ACTIVITY. Could you retype exactly the lines running from the line with "the water surface?" to the end of the data, both included, and nothing else?
Segment Start: MATERIAL PROVIDED
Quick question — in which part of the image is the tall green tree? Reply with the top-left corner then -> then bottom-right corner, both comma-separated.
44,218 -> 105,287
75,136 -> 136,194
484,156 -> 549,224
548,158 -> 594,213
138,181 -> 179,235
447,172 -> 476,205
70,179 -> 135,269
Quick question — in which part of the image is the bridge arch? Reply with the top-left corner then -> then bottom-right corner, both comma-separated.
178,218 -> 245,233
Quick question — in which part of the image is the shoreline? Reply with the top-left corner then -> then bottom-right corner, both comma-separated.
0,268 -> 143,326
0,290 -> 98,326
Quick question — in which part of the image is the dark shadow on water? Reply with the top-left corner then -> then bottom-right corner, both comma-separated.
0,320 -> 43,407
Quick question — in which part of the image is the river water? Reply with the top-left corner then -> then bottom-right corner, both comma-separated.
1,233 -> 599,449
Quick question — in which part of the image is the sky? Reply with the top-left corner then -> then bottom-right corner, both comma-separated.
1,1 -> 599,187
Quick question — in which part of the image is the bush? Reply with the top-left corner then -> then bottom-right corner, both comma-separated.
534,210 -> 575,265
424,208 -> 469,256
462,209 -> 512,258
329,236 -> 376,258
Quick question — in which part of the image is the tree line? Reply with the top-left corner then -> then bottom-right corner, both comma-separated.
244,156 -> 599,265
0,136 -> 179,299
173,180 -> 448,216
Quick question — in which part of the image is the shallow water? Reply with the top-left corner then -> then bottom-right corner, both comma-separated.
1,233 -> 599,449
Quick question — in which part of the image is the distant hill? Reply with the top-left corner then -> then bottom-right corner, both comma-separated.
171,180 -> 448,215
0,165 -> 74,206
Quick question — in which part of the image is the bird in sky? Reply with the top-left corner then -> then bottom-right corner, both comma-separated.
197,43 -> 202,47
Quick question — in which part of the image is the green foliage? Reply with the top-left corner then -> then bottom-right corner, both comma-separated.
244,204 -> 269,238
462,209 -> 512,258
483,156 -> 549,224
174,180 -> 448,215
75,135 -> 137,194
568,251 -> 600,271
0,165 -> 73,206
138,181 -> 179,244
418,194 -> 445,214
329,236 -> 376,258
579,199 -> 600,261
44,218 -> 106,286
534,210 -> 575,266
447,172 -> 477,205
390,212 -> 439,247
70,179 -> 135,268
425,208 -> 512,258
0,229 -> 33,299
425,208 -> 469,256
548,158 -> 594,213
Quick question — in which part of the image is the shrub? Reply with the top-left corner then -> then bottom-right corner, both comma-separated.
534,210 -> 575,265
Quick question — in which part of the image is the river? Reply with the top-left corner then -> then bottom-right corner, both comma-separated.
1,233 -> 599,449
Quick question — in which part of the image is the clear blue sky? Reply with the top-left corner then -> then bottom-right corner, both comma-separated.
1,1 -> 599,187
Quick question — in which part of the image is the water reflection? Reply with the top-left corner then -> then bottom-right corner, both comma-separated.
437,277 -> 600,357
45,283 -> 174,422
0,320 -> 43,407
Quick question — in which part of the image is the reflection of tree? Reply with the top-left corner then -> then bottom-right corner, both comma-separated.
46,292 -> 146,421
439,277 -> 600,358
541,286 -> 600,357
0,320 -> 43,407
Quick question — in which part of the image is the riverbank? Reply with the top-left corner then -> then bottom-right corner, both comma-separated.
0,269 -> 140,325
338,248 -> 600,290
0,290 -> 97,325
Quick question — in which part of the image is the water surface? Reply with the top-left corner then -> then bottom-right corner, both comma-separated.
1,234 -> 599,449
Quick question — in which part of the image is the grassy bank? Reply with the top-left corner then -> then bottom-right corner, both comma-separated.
Segment End: MATERIAL PROVIDED
EXERCISE ANSWER.
Quick question — in which part of the image is the water surface? Reply with the top-left corner then -> then bottom-right corner, both comma-separated.
1,234 -> 599,449
Quick question — in which part of the image is the grassy bank? Reply with the top-left corner then -> then bottom-right corner, both comma-separated.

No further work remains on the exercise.